═════ RECORDS FOR THE EXERCISE
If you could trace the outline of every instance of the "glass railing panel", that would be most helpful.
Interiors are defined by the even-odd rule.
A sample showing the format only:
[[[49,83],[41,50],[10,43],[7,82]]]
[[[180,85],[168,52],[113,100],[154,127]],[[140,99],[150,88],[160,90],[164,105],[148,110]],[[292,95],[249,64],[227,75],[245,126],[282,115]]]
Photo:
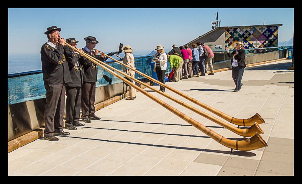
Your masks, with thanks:
[[[8,79],[8,105],[45,98],[42,73]]]

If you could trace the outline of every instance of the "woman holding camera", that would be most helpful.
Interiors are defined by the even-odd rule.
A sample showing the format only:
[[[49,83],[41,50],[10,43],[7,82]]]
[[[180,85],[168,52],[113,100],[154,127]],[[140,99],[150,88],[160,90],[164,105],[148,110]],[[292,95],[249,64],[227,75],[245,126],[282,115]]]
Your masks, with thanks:
[[[225,49],[228,56],[233,57],[231,60],[232,64],[232,76],[235,82],[236,88],[233,92],[239,91],[243,84],[241,83],[241,79],[243,75],[244,68],[246,66],[245,63],[245,50],[243,49],[243,43],[239,41],[236,43],[236,50],[231,53],[230,53],[229,49],[226,47]]]
[[[161,45],[158,45],[156,46],[155,50],[157,51],[154,56],[153,61],[155,63],[155,69],[156,74],[157,76],[158,81],[162,83],[165,83],[165,74],[167,70],[167,61],[168,58],[167,54],[165,53],[164,47]],[[165,89],[163,86],[160,86],[159,91],[165,92]]]

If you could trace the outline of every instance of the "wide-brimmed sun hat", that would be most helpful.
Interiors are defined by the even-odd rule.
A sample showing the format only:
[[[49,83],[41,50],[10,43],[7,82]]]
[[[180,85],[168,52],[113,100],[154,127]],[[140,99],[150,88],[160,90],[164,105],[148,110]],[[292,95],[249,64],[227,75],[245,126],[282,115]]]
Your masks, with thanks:
[[[161,49],[162,49],[164,47],[162,46],[161,45],[158,45],[156,46],[156,48],[155,49],[155,50],[160,50]]]
[[[133,51],[133,50],[131,48],[130,45],[125,45],[125,47],[122,47],[122,50],[124,52],[131,52]]]
[[[76,40],[75,38],[67,38],[66,39],[66,42],[68,44],[72,44],[72,43],[77,43],[79,42]]]

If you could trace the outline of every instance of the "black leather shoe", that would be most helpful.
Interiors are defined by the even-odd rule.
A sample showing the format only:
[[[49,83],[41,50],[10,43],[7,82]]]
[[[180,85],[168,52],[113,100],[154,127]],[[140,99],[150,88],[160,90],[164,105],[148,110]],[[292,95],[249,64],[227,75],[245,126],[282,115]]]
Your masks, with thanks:
[[[85,122],[85,123],[91,123],[91,121],[89,119],[89,118],[85,118],[85,119],[82,119],[83,121]]]
[[[95,120],[99,120],[101,119],[101,118],[97,116],[95,114],[93,114],[90,116],[88,116],[88,118],[90,119],[93,119]]]
[[[78,129],[76,128],[76,127],[74,127],[73,125],[69,126],[65,126],[65,128],[66,129],[68,129],[68,130],[78,130]]]
[[[55,131],[53,132],[53,135],[69,135],[70,134],[69,132],[66,132],[62,130],[60,132]]]
[[[56,141],[59,140],[59,138],[56,137],[54,135],[52,135],[48,137],[44,137],[44,140],[50,140],[50,141]]]
[[[74,122],[72,123],[72,125],[74,126],[82,127],[82,126],[85,126],[85,124],[84,124],[84,123],[80,123],[79,121],[77,121],[76,122]]]

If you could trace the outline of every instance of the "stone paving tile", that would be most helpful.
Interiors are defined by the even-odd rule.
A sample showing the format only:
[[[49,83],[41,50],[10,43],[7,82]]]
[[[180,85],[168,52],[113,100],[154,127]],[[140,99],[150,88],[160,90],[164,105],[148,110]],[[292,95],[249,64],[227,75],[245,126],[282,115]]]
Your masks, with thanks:
[[[44,146],[53,144],[53,143],[42,141],[33,141],[22,147],[23,148],[37,150]]]
[[[261,160],[284,163],[293,165],[294,159],[294,155],[271,152],[265,150],[263,152]]]
[[[101,160],[86,168],[85,170],[104,173],[108,175],[122,166],[122,163]]]
[[[151,168],[149,167],[129,164],[123,165],[110,176],[141,176]]]
[[[224,166],[256,170],[259,161],[252,159],[230,157]]]
[[[139,155],[129,161],[127,164],[152,167],[163,159],[160,157]]]
[[[165,158],[154,167],[173,171],[183,171],[191,163],[188,161]]]
[[[44,146],[38,150],[39,151],[46,152],[56,153],[71,146],[70,145],[54,143]]]
[[[269,144],[269,146],[265,148],[265,150],[266,151],[293,155],[294,147],[293,145],[282,145],[281,146],[280,144],[271,143]]]
[[[31,176],[38,176],[57,167],[55,165],[36,162],[23,167],[17,172]],[[37,169],[38,168],[39,169]]]
[[[91,171],[82,170],[73,176],[107,176],[105,173],[95,172]]]
[[[227,156],[222,156],[202,153],[193,161],[194,162],[217,166],[223,166],[227,160]]]
[[[256,173],[255,173],[255,176],[288,176],[286,175],[280,174],[277,173],[268,173],[267,172],[264,172],[263,171],[257,171]]]
[[[116,151],[102,160],[104,160],[116,162],[126,163],[137,156],[137,154],[120,151]]]
[[[66,155],[61,153],[55,153],[41,159],[38,162],[56,166],[59,166],[70,160],[76,156],[73,155]]]
[[[216,176],[222,167],[221,166],[192,162],[185,170],[184,172],[203,176]]]
[[[182,173],[180,171],[173,171],[159,168],[153,168],[144,175],[144,176],[176,176]]]
[[[127,145],[126,144],[122,143],[106,142],[95,148],[115,151]]]
[[[166,157],[168,159],[192,162],[200,153],[200,152],[194,150],[176,149]]]
[[[294,166],[292,164],[275,162],[261,160],[257,170],[288,176],[294,175]]]
[[[121,148],[119,151],[139,154],[150,147],[150,146],[129,144]]]
[[[87,147],[91,148],[95,147],[100,145],[107,142],[105,141],[97,140],[91,139],[85,139],[75,145],[82,147]]]
[[[34,162],[31,161],[18,159],[14,159],[8,162],[8,173],[14,172],[22,167],[34,163]]]
[[[45,157],[53,154],[53,152],[34,151],[18,157],[18,159],[26,160],[37,162]]]
[[[11,158],[17,158],[27,153],[33,151],[33,149],[20,147],[7,153],[8,157]]]
[[[255,176],[255,170],[223,166],[217,176]]]
[[[81,171],[81,169],[74,168],[58,166],[47,171],[41,176],[71,176]]]

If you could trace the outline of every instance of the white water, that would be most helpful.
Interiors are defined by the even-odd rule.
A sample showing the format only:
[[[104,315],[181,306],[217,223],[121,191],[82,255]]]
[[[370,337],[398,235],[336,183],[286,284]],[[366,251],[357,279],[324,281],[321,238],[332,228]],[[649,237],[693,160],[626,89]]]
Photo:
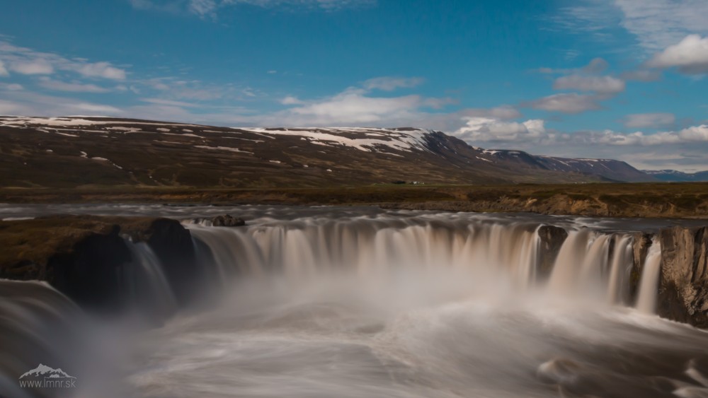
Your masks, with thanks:
[[[429,213],[190,225],[222,298],[104,339],[113,360],[93,370],[124,390],[101,396],[706,396],[708,334],[615,305],[629,298],[631,235],[568,227],[544,270],[539,226]],[[169,264],[133,250],[169,307]]]
[[[636,308],[642,312],[653,314],[656,308],[656,294],[658,291],[661,267],[661,246],[658,240],[651,242],[641,271],[639,293]]]

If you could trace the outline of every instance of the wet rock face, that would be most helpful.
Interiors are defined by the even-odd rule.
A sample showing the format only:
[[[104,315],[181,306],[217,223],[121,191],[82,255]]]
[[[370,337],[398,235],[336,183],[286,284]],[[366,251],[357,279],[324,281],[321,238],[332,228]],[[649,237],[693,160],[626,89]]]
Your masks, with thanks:
[[[629,289],[625,302],[634,303],[639,293],[639,283],[641,281],[641,271],[644,268],[646,254],[651,246],[653,235],[650,233],[638,232],[634,233],[632,245],[632,264],[629,270]]]
[[[536,271],[539,278],[544,279],[553,271],[553,264],[561,246],[568,238],[568,232],[560,227],[543,226],[538,229],[538,235],[541,239],[541,245],[539,248],[538,269]]]
[[[245,226],[246,221],[243,218],[226,214],[212,218],[212,225],[215,227],[240,227]]]
[[[663,230],[658,313],[708,327],[708,227]]]
[[[50,221],[33,222],[48,225]],[[25,254],[17,251],[16,258],[0,267],[0,277],[46,281],[84,308],[120,312],[136,305],[141,286],[148,283],[142,280],[141,264],[134,261],[126,241],[130,237],[133,242],[147,242],[159,259],[179,304],[188,303],[200,286],[203,272],[197,264],[192,236],[179,221],[101,217],[61,221],[69,226],[60,232],[50,226],[47,228],[48,235],[55,232],[64,237],[62,245],[45,248],[43,258],[24,258]],[[34,244],[40,246],[42,242]]]
[[[191,234],[179,221],[169,218],[155,220],[148,233],[147,244],[160,259],[178,301],[186,304],[193,298],[203,276]]]
[[[91,235],[76,243],[72,252],[50,258],[47,281],[83,308],[122,310],[130,286],[125,267],[132,256],[119,230]]]

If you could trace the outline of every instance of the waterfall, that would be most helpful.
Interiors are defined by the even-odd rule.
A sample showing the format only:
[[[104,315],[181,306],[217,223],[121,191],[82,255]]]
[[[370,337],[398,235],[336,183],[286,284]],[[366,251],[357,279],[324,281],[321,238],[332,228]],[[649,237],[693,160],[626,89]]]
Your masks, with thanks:
[[[661,245],[658,240],[651,242],[646,259],[641,269],[639,293],[636,309],[642,312],[653,314],[656,309],[656,293],[661,271]]]
[[[632,260],[632,238],[629,236],[615,236],[615,256],[610,268],[610,283],[607,285],[607,302],[612,304],[621,302],[622,286],[627,283],[629,264]]]
[[[138,270],[137,285],[133,292],[138,306],[152,307],[153,314],[168,315],[177,310],[177,300],[167,281],[162,264],[148,245],[144,242],[126,242],[132,254],[133,264]]]
[[[466,272],[461,277],[471,283],[517,292],[545,288],[612,303],[628,295],[624,274],[632,264],[632,239],[621,233],[571,229],[546,283],[537,277],[539,224],[421,216],[270,220],[236,228],[187,226],[211,252],[209,274],[215,286],[224,288],[236,275],[277,272],[297,280],[346,271],[371,279],[404,269],[450,269]]]

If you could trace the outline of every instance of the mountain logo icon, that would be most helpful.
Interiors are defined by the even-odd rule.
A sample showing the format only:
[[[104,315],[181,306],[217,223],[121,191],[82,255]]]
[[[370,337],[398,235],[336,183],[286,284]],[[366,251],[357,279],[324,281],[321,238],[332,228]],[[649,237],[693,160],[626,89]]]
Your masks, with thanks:
[[[20,386],[30,388],[67,388],[76,387],[76,377],[61,368],[55,369],[40,363],[19,377]]]

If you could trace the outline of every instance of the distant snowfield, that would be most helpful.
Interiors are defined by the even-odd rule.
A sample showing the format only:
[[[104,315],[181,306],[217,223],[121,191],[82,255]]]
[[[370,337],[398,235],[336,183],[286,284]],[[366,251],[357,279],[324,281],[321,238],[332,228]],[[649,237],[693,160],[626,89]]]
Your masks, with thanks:
[[[401,131],[391,129],[366,128],[328,128],[328,129],[264,129],[241,128],[239,130],[259,133],[261,134],[295,136],[303,137],[312,144],[333,146],[341,145],[355,148],[365,152],[377,151],[377,147],[386,146],[395,151],[411,151],[413,150],[430,151],[426,136],[432,130],[415,129]],[[318,131],[320,130],[320,131]],[[321,130],[326,130],[326,132]],[[350,138],[344,134],[355,134],[363,135],[364,138]],[[372,136],[381,139],[369,138]]]
[[[138,124],[142,126],[159,126],[155,131],[145,131],[139,127],[130,127],[125,125]],[[90,126],[109,125],[103,127],[105,130],[89,130],[84,128]],[[224,128],[222,131],[213,129],[200,129],[199,127],[206,127],[198,124],[185,124],[181,123],[159,123],[154,122],[142,122],[130,120],[95,120],[90,117],[0,117],[0,126],[16,128],[25,128],[30,126],[44,126],[54,131],[42,130],[47,133],[55,133],[68,136],[76,137],[72,132],[96,132],[108,133],[108,131],[122,133],[145,133],[156,134],[167,134],[194,138],[204,138],[198,135],[201,133],[221,133],[238,135],[241,132],[249,132],[263,138],[275,139],[277,136],[299,136],[304,141],[315,145],[324,146],[347,146],[365,152],[381,152],[387,155],[396,156],[396,153],[387,152],[388,150],[396,151],[424,151],[430,152],[427,135],[433,133],[432,130],[415,129],[411,130],[398,130],[395,129],[375,129],[357,127],[335,127],[317,129],[266,129],[250,127]],[[190,127],[191,129],[183,127]],[[196,127],[197,129],[195,129]],[[64,132],[62,132],[64,131]],[[172,131],[172,132],[171,132]],[[181,132],[175,132],[181,131]],[[227,137],[236,138],[239,137]],[[262,144],[263,140],[253,140],[257,144]],[[194,146],[204,149],[217,149],[232,151],[234,152],[244,152],[236,148],[226,146],[208,147],[206,146]]]

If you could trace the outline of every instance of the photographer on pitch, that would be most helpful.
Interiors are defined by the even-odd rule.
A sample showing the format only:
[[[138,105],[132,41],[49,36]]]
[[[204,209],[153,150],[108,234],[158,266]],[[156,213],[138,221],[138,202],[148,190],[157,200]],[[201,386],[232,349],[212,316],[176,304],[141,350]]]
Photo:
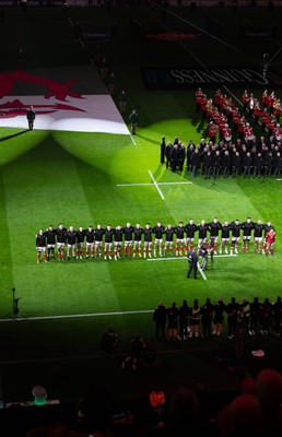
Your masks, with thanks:
[[[197,280],[197,270],[198,270],[198,261],[199,261],[199,248],[193,248],[187,255],[189,269],[187,272],[187,279],[190,277],[192,272],[193,279]]]
[[[114,330],[110,328],[102,336],[101,350],[105,355],[113,355],[118,347],[118,335],[115,334]]]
══════════
**WRITTEN TASK**: Could you copy word for word everything from the start of the rows down to the line containing "[[[8,79],[8,105],[45,98],[42,73]]]", both included, leaving the pictures out of your answer?

**RESULT**:
If you could trace the outline of every instance of the "glass railing panel", that would be most helpful.
Interiors are defined by the even-odd rule.
A sample showing the format only:
[[[49,83],[41,50],[10,43],[7,82]]]
[[[180,85],[168,52],[113,100],[154,127]],[[140,99],[150,88],[160,90],[164,105],[148,110]],[[292,95],[249,64],[227,75],[245,126],[282,115]]]
Photo:
Your masks, with thanks:
[[[8,79],[8,105],[45,98],[42,73]]]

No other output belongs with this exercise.